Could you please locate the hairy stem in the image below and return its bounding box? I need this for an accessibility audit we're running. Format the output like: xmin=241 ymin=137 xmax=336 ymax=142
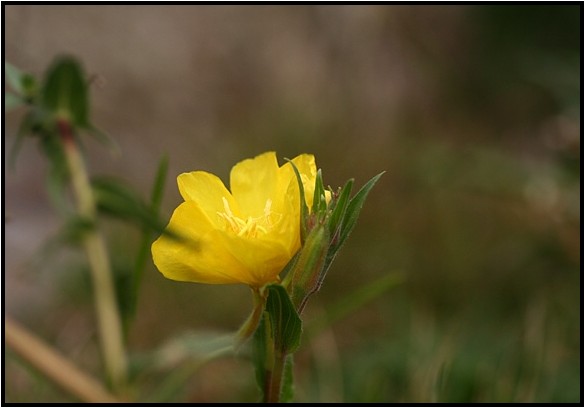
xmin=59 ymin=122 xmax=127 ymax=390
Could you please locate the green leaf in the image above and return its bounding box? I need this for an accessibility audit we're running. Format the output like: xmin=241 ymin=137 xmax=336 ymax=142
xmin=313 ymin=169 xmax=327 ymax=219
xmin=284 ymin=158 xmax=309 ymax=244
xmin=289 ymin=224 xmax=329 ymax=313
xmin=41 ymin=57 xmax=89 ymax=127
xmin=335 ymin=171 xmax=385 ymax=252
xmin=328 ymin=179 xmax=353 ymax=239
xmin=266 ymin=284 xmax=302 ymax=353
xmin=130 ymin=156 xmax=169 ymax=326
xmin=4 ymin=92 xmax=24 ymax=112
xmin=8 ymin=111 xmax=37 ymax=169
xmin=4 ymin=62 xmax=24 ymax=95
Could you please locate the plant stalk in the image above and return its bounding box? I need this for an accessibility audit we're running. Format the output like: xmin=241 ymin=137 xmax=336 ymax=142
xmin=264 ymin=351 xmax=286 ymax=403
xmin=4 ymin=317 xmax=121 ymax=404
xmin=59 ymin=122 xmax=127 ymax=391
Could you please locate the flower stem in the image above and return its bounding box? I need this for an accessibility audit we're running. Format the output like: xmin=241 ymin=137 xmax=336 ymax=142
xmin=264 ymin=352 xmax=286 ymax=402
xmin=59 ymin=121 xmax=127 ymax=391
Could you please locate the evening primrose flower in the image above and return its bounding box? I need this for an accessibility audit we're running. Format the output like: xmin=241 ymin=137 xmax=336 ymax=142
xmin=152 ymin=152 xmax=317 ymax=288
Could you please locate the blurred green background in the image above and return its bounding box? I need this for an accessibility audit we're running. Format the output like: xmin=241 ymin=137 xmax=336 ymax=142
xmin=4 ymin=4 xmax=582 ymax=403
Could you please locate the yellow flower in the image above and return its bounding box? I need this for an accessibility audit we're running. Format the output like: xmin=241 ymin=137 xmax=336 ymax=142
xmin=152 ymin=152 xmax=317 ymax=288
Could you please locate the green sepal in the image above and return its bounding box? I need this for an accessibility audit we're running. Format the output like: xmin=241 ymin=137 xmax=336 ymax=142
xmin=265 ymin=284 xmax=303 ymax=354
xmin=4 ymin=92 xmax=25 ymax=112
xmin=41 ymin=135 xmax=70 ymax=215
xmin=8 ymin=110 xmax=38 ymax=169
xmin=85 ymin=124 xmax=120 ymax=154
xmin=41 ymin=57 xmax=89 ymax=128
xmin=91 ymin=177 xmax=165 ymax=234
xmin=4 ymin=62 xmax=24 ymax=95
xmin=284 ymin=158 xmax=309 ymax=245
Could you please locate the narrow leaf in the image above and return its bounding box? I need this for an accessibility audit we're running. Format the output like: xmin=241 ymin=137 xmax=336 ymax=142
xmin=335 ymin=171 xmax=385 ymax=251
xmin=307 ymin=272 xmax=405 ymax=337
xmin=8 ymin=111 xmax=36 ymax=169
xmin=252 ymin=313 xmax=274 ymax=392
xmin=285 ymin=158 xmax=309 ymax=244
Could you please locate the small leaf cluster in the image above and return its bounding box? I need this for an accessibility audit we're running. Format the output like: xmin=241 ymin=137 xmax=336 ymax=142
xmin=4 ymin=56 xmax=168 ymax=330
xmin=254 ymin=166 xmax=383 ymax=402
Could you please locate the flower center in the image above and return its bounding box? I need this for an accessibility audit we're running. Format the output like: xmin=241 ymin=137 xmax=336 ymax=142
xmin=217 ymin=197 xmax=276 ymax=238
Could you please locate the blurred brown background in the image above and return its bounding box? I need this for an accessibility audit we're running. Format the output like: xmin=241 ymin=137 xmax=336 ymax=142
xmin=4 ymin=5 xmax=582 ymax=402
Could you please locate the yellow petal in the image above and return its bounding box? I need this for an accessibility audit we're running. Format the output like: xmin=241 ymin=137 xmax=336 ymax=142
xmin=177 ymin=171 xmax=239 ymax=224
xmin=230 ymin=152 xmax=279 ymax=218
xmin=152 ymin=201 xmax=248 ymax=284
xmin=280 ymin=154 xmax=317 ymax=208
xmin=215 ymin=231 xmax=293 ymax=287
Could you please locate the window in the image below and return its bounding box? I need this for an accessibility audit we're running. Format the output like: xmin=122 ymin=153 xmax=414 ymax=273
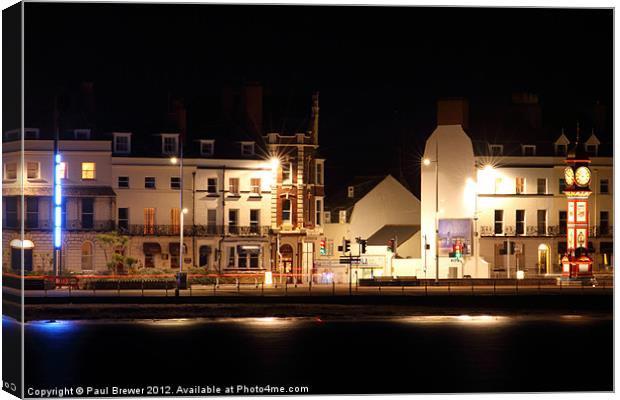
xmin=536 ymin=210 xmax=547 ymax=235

Problem details: Print every entry above word for word, leaving out the pictures.

Written reply:
Could you please locate the hairy stem in the image below and return its bounding box? I need this for an accessibility audit we're running. Format the output like: xmin=241 ymin=137 xmax=336 ymax=142
xmin=59 ymin=122 xmax=127 ymax=390
Could you please locate the green leaf in the image above and return its bounding box? I need this for an accessibility audit we're running. Format the output like: xmin=241 ymin=137 xmax=336 ymax=142
xmin=313 ymin=169 xmax=327 ymax=219
xmin=284 ymin=158 xmax=309 ymax=244
xmin=289 ymin=224 xmax=329 ymax=313
xmin=41 ymin=57 xmax=89 ymax=127
xmin=335 ymin=171 xmax=385 ymax=252
xmin=328 ymin=179 xmax=353 ymax=239
xmin=266 ymin=284 xmax=302 ymax=353
xmin=130 ymin=156 xmax=169 ymax=326
xmin=4 ymin=92 xmax=24 ymax=112
xmin=8 ymin=111 xmax=37 ymax=169
xmin=4 ymin=62 xmax=24 ymax=95
Could you please locate the plant stalk in the image above and return its bounding box? I need this for an accessibility audit we're running. Format the output like: xmin=241 ymin=137 xmax=336 ymax=142
xmin=264 ymin=351 xmax=286 ymax=403
xmin=4 ymin=317 xmax=121 ymax=404
xmin=59 ymin=122 xmax=127 ymax=391
Could you please locate the flower stem in the image above and return its bounding box? I need this for an accessibility audit we're running. Format the output like: xmin=241 ymin=137 xmax=336 ymax=142
xmin=264 ymin=352 xmax=286 ymax=402
xmin=59 ymin=121 xmax=127 ymax=391
Could you please locate the evening primrose flower in the image above and return its bounding box? I need this for an accessibility audit we're running. Format the output like: xmin=241 ymin=137 xmax=336 ymax=142
xmin=152 ymin=152 xmax=317 ymax=288
Could you please locate the blurred green background in the image above and return its bounding box? I need this for an accessibility audit we're running. Format the output like: xmin=241 ymin=137 xmax=336 ymax=142
xmin=4 ymin=4 xmax=582 ymax=403
Could you please locate the yellow flower in the image above and return its bounding box? I need this for an accessibility audit we're running. Format the output like: xmin=241 ymin=137 xmax=336 ymax=142
xmin=152 ymin=152 xmax=317 ymax=288
Could you please locate the green sepal in the image above and return its bounding box? I need this for an accessibility audit we're running. Format the output like: xmin=241 ymin=137 xmax=336 ymax=142
xmin=265 ymin=284 xmax=303 ymax=354
xmin=4 ymin=92 xmax=25 ymax=112
xmin=41 ymin=135 xmax=70 ymax=215
xmin=8 ymin=110 xmax=38 ymax=169
xmin=85 ymin=124 xmax=120 ymax=154
xmin=41 ymin=57 xmax=89 ymax=128
xmin=91 ymin=177 xmax=165 ymax=234
xmin=4 ymin=62 xmax=24 ymax=95
xmin=284 ymin=158 xmax=309 ymax=245
Could you please locate the narrow leaf in the image above and return its bounding box? I need this for an accessibility audit we're running. Format the output like: xmin=241 ymin=137 xmax=336 ymax=142
xmin=335 ymin=171 xmax=385 ymax=251
xmin=307 ymin=272 xmax=405 ymax=337
xmin=8 ymin=111 xmax=36 ymax=169
xmin=252 ymin=313 xmax=274 ymax=392
xmin=285 ymin=158 xmax=309 ymax=244
Could you please locate the small leaf cluster in the image above and return its bounding box? I need this for an accessibility audit we're running. Format the output like: xmin=241 ymin=137 xmax=336 ymax=142
xmin=4 ymin=56 xmax=168 ymax=330
xmin=254 ymin=166 xmax=383 ymax=402
Could you please locate the flower center in the image above and return its bounding box? I need this for an accessibility audit we're running. Format the output like: xmin=241 ymin=137 xmax=336 ymax=142
xmin=217 ymin=197 xmax=276 ymax=238
Could you please locate the blurred brown background in the image above and return its bounding box? I need this for an accessibility audit we're running. Format the output like: xmin=241 ymin=137 xmax=336 ymax=142
xmin=4 ymin=5 xmax=582 ymax=402
Could you please locate the yellow petal in the image above and return its bounding box? I need this for an accessibility audit we're running. Format the output like: xmin=241 ymin=137 xmax=336 ymax=142
xmin=177 ymin=171 xmax=239 ymax=224
xmin=230 ymin=152 xmax=279 ymax=218
xmin=152 ymin=201 xmax=248 ymax=284
xmin=280 ymin=154 xmax=317 ymax=208
xmin=215 ymin=231 xmax=293 ymax=287
Could you please locate the window in the image below and return its bounding box? I need this for an accessibility audit we're running. Format the output like: xmin=122 ymin=153 xmax=414 ymax=273
xmin=536 ymin=210 xmax=547 ymax=235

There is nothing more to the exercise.